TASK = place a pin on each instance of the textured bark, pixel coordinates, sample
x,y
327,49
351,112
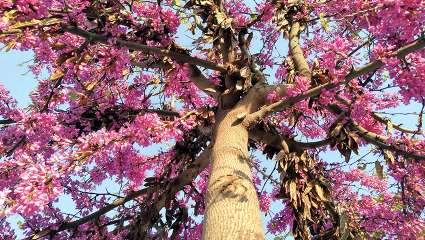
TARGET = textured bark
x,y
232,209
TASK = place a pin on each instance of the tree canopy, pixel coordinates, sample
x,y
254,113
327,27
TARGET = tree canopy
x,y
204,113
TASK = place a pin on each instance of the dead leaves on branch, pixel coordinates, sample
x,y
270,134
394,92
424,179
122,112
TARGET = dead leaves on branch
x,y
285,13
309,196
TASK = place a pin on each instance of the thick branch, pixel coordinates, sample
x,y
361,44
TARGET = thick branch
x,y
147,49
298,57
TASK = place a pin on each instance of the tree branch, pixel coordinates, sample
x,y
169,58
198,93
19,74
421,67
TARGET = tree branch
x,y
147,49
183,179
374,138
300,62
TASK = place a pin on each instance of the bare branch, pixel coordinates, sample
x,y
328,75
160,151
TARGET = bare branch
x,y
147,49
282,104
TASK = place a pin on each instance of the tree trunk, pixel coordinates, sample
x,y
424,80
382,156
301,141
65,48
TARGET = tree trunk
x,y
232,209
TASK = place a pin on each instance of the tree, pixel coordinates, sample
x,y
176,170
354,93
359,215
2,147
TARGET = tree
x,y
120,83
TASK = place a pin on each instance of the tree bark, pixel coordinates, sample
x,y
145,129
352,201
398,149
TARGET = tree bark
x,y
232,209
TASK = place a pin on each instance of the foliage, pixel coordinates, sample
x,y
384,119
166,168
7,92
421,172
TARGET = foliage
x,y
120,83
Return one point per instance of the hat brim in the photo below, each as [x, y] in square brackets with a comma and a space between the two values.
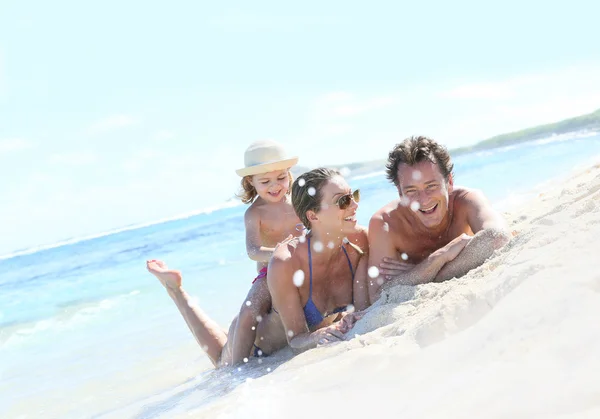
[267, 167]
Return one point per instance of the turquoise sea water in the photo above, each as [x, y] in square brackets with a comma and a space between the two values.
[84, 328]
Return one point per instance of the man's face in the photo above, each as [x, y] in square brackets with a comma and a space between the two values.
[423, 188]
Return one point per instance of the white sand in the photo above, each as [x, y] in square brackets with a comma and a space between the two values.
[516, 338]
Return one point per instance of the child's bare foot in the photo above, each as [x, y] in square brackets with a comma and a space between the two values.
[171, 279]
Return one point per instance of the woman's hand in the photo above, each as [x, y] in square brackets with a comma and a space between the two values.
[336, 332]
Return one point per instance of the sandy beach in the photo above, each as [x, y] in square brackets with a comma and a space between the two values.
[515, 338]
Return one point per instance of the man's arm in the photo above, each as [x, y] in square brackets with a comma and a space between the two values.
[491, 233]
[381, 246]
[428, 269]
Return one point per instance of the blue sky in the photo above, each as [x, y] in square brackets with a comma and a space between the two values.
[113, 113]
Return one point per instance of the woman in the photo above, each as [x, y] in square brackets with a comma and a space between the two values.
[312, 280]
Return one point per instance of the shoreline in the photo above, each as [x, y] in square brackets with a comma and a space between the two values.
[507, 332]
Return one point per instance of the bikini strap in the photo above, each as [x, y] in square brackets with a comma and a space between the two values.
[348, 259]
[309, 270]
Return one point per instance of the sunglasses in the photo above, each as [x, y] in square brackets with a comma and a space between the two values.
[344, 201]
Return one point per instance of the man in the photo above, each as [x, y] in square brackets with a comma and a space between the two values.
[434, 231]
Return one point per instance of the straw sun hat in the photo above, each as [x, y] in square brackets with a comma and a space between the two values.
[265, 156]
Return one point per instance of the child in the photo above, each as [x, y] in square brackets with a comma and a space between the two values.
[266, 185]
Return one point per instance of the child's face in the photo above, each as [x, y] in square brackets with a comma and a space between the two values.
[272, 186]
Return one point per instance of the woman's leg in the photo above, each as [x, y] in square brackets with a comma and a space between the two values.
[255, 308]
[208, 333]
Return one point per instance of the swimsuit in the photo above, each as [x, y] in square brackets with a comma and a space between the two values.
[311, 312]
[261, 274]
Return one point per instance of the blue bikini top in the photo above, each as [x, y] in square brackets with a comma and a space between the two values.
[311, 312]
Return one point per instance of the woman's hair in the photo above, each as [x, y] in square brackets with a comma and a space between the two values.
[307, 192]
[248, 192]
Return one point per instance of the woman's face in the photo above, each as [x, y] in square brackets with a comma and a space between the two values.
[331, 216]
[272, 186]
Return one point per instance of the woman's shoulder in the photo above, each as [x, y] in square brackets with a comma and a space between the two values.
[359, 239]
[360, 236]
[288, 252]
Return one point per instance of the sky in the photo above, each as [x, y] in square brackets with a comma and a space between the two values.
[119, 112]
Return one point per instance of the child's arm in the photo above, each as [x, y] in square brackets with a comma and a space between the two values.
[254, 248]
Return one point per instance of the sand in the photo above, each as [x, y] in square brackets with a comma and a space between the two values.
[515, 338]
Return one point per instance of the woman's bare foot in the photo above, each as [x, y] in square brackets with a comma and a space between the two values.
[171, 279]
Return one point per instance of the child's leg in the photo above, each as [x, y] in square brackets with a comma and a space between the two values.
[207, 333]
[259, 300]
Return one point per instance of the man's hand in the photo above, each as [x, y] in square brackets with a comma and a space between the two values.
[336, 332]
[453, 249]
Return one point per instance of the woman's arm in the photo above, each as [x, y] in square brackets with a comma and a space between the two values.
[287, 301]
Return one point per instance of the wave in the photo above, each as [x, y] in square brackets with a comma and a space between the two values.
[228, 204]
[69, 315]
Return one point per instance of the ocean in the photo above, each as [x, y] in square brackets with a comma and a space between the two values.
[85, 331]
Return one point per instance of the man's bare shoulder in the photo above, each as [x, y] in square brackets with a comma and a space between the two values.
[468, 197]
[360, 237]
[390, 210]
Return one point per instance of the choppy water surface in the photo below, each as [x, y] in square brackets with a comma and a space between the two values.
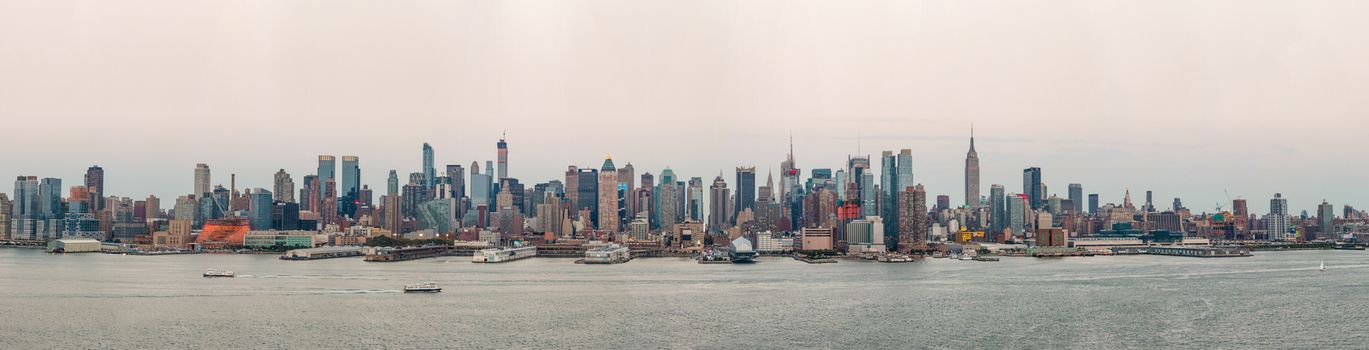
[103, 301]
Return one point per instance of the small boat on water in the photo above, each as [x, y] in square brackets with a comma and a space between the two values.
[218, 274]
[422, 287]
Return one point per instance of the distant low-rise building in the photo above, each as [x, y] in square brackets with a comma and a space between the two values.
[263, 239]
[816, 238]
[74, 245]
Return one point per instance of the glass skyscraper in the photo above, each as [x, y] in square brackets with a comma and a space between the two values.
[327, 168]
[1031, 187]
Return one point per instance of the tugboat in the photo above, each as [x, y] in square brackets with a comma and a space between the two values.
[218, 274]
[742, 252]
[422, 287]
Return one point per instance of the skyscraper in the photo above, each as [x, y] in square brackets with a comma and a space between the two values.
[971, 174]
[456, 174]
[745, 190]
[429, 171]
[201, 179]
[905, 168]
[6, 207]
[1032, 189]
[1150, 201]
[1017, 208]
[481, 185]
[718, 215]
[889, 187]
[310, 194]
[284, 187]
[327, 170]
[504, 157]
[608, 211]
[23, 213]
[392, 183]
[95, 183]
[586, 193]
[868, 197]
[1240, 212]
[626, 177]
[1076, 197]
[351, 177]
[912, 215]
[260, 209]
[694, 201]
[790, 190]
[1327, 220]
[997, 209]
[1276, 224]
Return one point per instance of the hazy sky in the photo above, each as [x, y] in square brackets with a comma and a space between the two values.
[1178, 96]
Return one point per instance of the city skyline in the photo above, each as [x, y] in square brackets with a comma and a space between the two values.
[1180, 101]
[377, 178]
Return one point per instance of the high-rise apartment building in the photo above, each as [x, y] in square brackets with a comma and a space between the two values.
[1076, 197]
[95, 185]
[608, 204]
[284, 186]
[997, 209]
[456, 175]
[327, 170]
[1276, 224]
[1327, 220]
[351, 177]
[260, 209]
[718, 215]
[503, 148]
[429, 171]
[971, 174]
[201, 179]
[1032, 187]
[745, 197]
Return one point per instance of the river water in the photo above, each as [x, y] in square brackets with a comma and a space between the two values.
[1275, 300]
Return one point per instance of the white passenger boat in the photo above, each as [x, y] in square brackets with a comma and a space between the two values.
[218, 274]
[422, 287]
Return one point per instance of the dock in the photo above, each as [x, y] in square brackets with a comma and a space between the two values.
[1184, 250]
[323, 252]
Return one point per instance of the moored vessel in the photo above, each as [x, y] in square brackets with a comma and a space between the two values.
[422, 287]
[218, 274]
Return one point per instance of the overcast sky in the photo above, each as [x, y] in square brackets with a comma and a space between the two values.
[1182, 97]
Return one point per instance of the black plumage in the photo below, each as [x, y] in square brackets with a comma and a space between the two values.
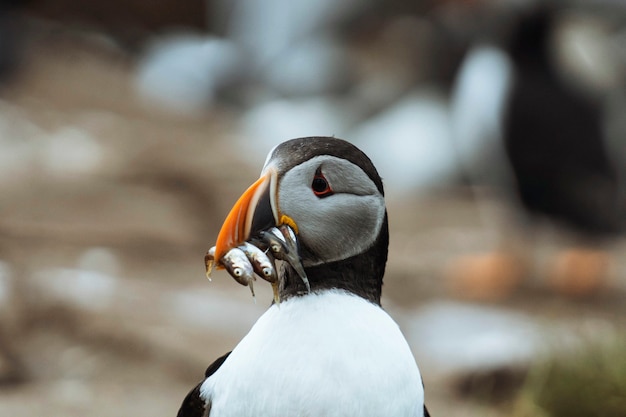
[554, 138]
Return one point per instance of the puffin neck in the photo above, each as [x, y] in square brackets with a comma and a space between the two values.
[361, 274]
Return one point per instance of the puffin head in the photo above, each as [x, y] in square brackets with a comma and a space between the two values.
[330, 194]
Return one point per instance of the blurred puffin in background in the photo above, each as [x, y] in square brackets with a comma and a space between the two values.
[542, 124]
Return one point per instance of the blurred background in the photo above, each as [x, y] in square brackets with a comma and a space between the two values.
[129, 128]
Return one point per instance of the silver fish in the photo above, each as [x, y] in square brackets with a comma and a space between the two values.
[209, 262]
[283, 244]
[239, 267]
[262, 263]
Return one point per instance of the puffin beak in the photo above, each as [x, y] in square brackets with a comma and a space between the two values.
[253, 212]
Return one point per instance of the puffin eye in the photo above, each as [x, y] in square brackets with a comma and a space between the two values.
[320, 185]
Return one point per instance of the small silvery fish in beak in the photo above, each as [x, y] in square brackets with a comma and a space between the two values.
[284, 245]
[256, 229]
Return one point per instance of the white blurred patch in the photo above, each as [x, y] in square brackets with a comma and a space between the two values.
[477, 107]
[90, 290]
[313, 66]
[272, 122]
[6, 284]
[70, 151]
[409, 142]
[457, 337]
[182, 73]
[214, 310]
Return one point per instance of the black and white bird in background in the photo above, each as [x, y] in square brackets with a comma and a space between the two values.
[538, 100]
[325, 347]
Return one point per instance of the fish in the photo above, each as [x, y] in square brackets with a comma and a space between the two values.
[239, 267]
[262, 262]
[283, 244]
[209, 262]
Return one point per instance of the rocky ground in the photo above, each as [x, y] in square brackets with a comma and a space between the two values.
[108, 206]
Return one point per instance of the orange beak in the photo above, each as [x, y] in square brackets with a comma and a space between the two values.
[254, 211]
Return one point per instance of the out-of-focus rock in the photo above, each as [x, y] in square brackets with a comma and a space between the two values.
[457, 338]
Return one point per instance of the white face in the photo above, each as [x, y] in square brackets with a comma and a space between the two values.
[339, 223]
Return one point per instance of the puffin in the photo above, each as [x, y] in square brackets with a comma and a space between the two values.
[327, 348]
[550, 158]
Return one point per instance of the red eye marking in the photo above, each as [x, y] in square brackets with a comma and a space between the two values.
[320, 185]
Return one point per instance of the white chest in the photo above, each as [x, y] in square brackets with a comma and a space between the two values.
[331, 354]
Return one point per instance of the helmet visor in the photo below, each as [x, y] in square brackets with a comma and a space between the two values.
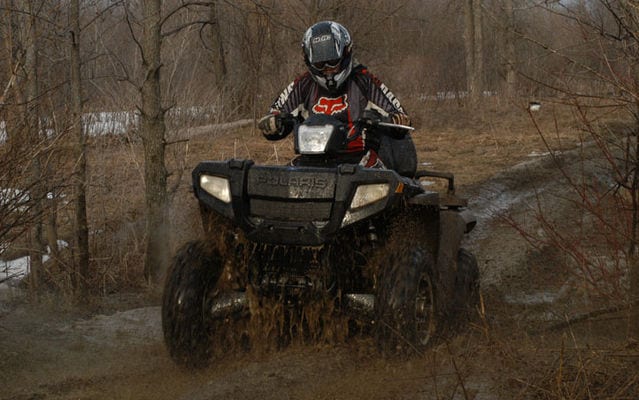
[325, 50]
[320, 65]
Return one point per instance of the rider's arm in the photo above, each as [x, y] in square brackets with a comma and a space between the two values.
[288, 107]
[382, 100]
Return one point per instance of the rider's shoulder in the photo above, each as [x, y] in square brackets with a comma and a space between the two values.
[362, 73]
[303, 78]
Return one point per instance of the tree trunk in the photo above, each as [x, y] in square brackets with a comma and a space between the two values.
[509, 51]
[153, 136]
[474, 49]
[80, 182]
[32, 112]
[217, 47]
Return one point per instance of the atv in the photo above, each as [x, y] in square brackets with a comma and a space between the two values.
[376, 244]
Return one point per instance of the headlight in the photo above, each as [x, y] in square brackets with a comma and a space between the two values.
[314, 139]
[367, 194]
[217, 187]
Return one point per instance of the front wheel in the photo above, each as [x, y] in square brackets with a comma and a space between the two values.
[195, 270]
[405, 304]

* BRIEF
List all lines above in which the string "pixel" appears.

* EXERCISE SOLUTION
TASK = place a pin on each instance of the textured bark, pixel coordinates, sample
TASK = place a pin on each instance of the tree canopy, pixel coordinates, sample
TASK = place a pin on each instance of the dead leaves on branch, pixel coordinates, sample
TASK = place a pin on each instance of the thick branch, pixel coordinates, sample
TASK = place a pin on each instance of the tree branch, pixel coordinates, sample
TASK = place a pin on each instance of the bare branch, pixel coordinates, sample
TASK = place a pin on each instance of the tree trunk, pixel coordinates, sample
TASK = place a pin on each instance of the tree, pixel coordinates, sample
TASK = place a pin on each instance of the tree bark, pixel coordinates, sample
TASK = place a pin on each instance of the foliage, pixel coordinates, sample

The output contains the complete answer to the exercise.